- **THE REQUEST**:
Each entry below is to be given again word for word, with no pictures.

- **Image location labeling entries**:
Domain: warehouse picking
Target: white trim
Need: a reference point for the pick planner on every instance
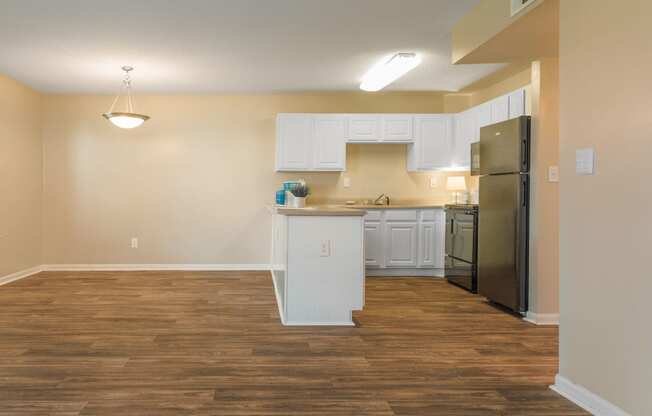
(156, 267)
(20, 275)
(542, 318)
(404, 272)
(585, 399)
(278, 300)
(308, 323)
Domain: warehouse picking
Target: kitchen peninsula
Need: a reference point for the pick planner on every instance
(318, 264)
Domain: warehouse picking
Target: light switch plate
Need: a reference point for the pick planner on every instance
(584, 161)
(325, 248)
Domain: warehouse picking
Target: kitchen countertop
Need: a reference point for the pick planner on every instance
(340, 209)
(395, 206)
(318, 211)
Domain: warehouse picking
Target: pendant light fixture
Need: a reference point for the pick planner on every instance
(127, 119)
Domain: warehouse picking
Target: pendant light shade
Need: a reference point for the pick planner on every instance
(125, 119)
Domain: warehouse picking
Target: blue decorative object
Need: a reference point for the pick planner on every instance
(280, 197)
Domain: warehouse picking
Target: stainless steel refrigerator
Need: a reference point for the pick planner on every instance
(503, 229)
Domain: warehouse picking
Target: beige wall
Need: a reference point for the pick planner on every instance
(192, 183)
(503, 82)
(490, 34)
(606, 232)
(20, 177)
(544, 195)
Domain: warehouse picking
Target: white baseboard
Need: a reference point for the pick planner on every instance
(156, 267)
(130, 267)
(407, 272)
(20, 275)
(542, 318)
(585, 399)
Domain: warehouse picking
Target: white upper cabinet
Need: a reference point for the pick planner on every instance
(329, 142)
(517, 103)
(385, 128)
(307, 142)
(373, 244)
(466, 132)
(294, 142)
(432, 147)
(500, 109)
(365, 128)
(483, 115)
(317, 142)
(398, 128)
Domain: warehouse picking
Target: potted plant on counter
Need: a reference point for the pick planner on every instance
(300, 193)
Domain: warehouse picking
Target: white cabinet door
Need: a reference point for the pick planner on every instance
(499, 109)
(433, 141)
(440, 239)
(329, 142)
(465, 131)
(293, 142)
(365, 128)
(401, 244)
(373, 244)
(517, 103)
(426, 244)
(482, 118)
(398, 128)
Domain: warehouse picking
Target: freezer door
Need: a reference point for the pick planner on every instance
(503, 240)
(504, 147)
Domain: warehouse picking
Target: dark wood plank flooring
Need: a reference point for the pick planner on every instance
(210, 343)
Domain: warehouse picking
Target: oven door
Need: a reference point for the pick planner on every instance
(460, 273)
(463, 237)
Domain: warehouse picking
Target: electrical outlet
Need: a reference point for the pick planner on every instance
(325, 248)
(585, 161)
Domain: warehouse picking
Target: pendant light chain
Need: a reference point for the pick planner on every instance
(128, 119)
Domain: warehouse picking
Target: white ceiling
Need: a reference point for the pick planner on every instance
(208, 46)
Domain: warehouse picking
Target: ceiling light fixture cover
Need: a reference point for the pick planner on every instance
(125, 119)
(388, 71)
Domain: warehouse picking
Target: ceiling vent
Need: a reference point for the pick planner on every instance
(518, 5)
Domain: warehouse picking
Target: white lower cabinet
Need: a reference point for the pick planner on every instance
(426, 256)
(401, 238)
(373, 244)
(404, 239)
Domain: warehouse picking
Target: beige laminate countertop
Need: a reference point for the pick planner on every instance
(319, 211)
(345, 210)
(395, 206)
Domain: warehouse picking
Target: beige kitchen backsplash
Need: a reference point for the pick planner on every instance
(374, 169)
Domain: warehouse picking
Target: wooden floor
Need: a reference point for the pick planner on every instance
(210, 343)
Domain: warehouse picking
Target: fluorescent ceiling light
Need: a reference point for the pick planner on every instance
(388, 71)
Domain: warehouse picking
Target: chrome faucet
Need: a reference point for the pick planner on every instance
(382, 200)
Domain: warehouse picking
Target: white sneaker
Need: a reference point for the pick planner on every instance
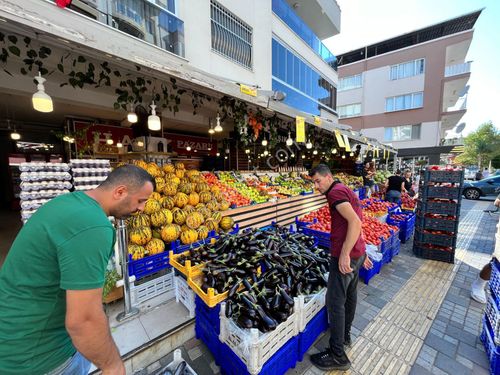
(477, 291)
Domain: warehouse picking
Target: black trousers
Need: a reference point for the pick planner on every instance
(341, 299)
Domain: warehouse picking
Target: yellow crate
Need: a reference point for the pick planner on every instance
(187, 269)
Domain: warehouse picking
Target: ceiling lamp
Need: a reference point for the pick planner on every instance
(218, 127)
(154, 122)
(41, 101)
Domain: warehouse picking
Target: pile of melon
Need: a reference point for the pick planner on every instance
(183, 207)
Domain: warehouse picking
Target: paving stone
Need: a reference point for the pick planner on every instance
(450, 365)
(473, 354)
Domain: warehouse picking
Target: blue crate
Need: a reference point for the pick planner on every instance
(283, 360)
(492, 350)
(204, 332)
(396, 246)
(314, 328)
(148, 265)
(366, 275)
(210, 314)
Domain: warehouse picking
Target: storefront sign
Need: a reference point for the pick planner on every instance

- **EXERCISE ANSWER**:
Domain: warehouse picking
Target: white trim
Need: a reference point for the pick planner on every instance
(156, 267)
(20, 275)
(542, 318)
(404, 272)
(585, 399)
(278, 300)
(308, 323)
Domain: warehouse picking
Target: kitchen peninsula
Need: a reference point for the pick planner on every instance
(318, 264)
Domain: warehouse picking
Target: light switch plate
Need: a reference point for the pick planner on every instance
(584, 161)
(325, 248)
Domain: warehouse picking
Target: kitchen countertop
Need: a reference point for the pick planner on every instance
(340, 209)
(395, 206)
(318, 211)
Domain: warehouse picking
Target: pendant light fixture
Need: a reference point for the pick planner on every instance
(127, 119)
Domain: warehouse picking
Target: pendant light shade
Need: a reference point for the pick planner on every instance
(125, 119)
Domain: warehouse picking
Target: blue decorative object
Need: a reference point for the pick planner on every instance
(280, 197)
Domain: warehouse picking
Target: stainless steel refrigerator
Need: a reference point for the pick planner on every instance
(503, 229)
Domain: warehouse picking
Target: beige wall
Need: a reference point for the pick planner on every instance
(192, 183)
(503, 82)
(490, 34)
(606, 232)
(20, 177)
(544, 195)
Domain: warehouse picking
Target: white baseboard
Need: a reference point for the pick planner on every instance
(156, 267)
(130, 267)
(407, 272)
(20, 275)
(542, 318)
(585, 399)
Domain: warehouse picking
Target: white upper cabinet
Need: a reference point for the pick planner on every instance
(329, 142)
(517, 103)
(385, 128)
(307, 142)
(373, 244)
(466, 132)
(294, 142)
(432, 147)
(500, 109)
(365, 128)
(483, 115)
(317, 142)
(398, 128)
Domain: warehouse picking
Target: potted plant on counter
Need: a reference point for the pick planner on every instance
(300, 193)
Domain: warehouse picking
Target: white cabinet door
Need: a reference point for the pick planner on every instance
(499, 109)
(433, 141)
(440, 239)
(329, 142)
(465, 131)
(293, 142)
(365, 128)
(401, 244)
(373, 244)
(517, 103)
(426, 244)
(482, 118)
(398, 128)
Domain: warehouse picking
Target: freezer door
Need: a reference point for the pick planner on every instance
(503, 240)
(504, 147)
Domain: warehouse picking
Target: dark wood plank flooring
Need: a reference point for the pick planner on every instance
(210, 343)
Domain: warehouse picking
Target: oven door
Need: a reference point for the pick planner on every instance
(460, 273)
(463, 237)
Domain: warehouse picking
Target: electrical outlet
Need: a reference point for the pick planner on every instance
(325, 248)
(585, 161)
Domain: warehouse picking
Target: pendant light chain
Need: a reference point for the pick planner on every instance
(128, 119)
Domain: warehouse picking
Target: white ceiling
Need: a reference point for the pick planner on every instance
(208, 46)
Domain: warehouse picking
Target: ceiling light fixture cover
Need: a reference point for the pick planner on every instance
(125, 119)
(388, 71)
Domain: warehouse picking
Target: ceiling vent
Need: a reference point for the pick planner on every instance
(518, 5)
Domain: warehouse picking
Target: white lower cabinet
Need: a reference point for the pick planner on every instance
(426, 256)
(401, 238)
(373, 244)
(404, 239)
Domain: warehouse picking
Target: beige laminate countertop
Need: a reference point for the pick planner on every instance
(319, 211)
(345, 210)
(395, 206)
Domain: warehouse picking
Target: beige kitchen backsplash
Need: a reference point for the pick planner on every instance
(374, 169)
Domain: warehouse picking
Target: wooden floor
Need: a reference point for the pick planner on every instance
(210, 343)
Domain: warehouse picking
Target: fluorescent ceiling light
Need: a reference point for the pick planner on every instance
(388, 71)
Domain: warehouse picking
Target: chrome faucet
Need: a reference point for the pick planner on every instance
(382, 200)
Domain: warehouse picking
Target: white sneaker
Need: a reference point for the pick planner on every instance
(477, 291)
Domain: warehouse picking
Target: black trousers
Need: a reference point for the pick planner on every instance
(341, 299)
Domain: warehouse picking
Target: yellow crate
Need: a reference point for the pick planner on every instance
(187, 269)
Domain: warehouse picking
Target: ceiling lamp
Need: a reference point for the pick planner on every instance
(218, 127)
(154, 122)
(41, 101)
Domain: warehouse picking
Target: pile of melon
Need: a reference point for the pick planner on every instance
(183, 207)
Domain: warehouse picking
Target: paving stone
Need: a reference point for the pick planner on every instance
(450, 365)
(473, 354)
Domain: warehouse picking
Target: blue crate
Need: a reference point for the pick planner on every instance
(283, 360)
(492, 350)
(204, 332)
(396, 246)
(314, 328)
(148, 265)
(366, 275)
(210, 314)
Domain: warehouse picking
Target: storefront sign
Need: a reference point for the pick planner on every instance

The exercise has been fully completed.